* [TASK OBJECTIVE]
The lines below that include the word "wheel" are to be reported.

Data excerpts
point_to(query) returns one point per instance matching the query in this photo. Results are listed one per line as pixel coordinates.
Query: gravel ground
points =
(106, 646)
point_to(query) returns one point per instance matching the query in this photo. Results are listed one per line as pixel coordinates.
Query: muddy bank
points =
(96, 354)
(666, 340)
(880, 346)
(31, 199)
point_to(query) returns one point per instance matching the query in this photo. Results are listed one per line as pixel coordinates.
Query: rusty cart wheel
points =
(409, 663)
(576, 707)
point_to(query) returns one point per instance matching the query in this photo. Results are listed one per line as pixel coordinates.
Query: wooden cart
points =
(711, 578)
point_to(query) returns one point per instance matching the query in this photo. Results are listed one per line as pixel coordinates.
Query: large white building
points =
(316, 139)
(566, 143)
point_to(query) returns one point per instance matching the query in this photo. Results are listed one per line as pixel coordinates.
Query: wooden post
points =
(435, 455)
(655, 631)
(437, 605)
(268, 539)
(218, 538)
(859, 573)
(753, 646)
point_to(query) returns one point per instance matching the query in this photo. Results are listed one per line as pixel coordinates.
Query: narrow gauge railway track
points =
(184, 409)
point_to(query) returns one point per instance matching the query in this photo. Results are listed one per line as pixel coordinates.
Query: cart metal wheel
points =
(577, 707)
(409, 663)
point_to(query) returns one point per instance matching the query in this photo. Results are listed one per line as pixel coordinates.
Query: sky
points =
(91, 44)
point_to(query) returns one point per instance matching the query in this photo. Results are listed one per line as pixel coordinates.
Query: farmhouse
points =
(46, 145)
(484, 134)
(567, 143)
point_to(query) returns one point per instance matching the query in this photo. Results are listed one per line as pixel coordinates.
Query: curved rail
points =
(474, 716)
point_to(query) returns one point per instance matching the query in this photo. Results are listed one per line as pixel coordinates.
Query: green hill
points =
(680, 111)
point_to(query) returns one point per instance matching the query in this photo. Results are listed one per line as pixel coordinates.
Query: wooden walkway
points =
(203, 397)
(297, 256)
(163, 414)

* [SOLUTION TO THE EXERCISE]
Query: rusty cart wheel
Query: cart metal wheel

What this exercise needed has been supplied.